Text section
The arduous, decades-long process of ending the financial system’s dependence on a battered interest rate benchmark that once underpinned trillions of dollars in contracts around the world is almost over. As of next week, the so-called London Interbank Offered Rate, LIBOR for short, will no longer be published.
LIBOR is a collective term for dozens of interest rates denominated in different currencies and intended to reflect how much it costs banks to lend each other money. This rate is important because it reflects the base cost that banks pass on to customers. The ups and downs of LIBOR have been reflected in many mortgages, student loans, corporate bonds and a variety of financial derivatives for more than 50 years.
In 2012, British bank Barclays became the first of many to be fined by regulators for manipulating LIBOR. LIBOR was determined by averaging the interest rates of a relatively small group of banks on a daily basis. The submissions were intended to reflect market conditions, but since they were not explicitly linked to actual trading, submitters have been accused of tricking the system by offering higher or lower rates to favor certain trades. In the end, around $10 billion in fines were slapped across the financial industry over allegations of LIBOR manipulation, prompting efforts to move away from the flawed benchmark.
This week, that mammoth task reaches the finish line.

Listing

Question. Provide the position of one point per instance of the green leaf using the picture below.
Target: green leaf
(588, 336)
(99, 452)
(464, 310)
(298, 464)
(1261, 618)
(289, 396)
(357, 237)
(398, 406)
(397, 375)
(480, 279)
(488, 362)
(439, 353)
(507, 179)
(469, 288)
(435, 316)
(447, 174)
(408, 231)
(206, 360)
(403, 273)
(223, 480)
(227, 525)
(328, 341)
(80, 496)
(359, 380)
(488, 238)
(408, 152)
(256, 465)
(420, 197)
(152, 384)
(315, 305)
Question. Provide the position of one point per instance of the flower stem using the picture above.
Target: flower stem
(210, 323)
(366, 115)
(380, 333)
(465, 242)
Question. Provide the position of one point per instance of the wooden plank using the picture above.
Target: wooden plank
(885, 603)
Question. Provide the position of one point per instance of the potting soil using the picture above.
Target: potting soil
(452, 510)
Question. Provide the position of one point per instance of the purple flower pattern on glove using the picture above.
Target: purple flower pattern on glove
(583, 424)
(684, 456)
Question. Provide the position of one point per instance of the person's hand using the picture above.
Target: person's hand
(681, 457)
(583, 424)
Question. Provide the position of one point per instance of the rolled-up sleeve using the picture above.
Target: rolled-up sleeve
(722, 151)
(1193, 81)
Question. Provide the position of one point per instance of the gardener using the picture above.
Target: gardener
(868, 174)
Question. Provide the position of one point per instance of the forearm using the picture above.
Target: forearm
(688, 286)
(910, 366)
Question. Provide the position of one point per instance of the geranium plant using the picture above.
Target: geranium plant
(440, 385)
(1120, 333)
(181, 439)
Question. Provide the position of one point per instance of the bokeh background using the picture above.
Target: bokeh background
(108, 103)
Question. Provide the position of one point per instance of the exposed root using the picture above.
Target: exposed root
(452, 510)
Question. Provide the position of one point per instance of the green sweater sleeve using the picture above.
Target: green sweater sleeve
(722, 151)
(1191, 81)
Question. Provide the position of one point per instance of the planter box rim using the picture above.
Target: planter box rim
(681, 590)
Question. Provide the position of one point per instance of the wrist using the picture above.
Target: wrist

Exercises
**1)** In the LIBOR text, which bank was the first to be fined by regulators for manipulating LIBOR?
**2)** Repeat the part of the LIBOR text starting with "LIBOR is a collective" and going on through "than 50 years.".

Outputs
**1)** The British bank Barclays

**2)**
LIBOR is a collective term for dozens of interest rates denominated in different currencies and intended to reflect how much it costs banks to lend each other money. This rate is important because it reflects the base cost that banks pass on to customers. The ups and downs of LIBOR have been reflected in many mortgages, student loans, corporate bonds and a variety of financial derivatives for more than 50 years.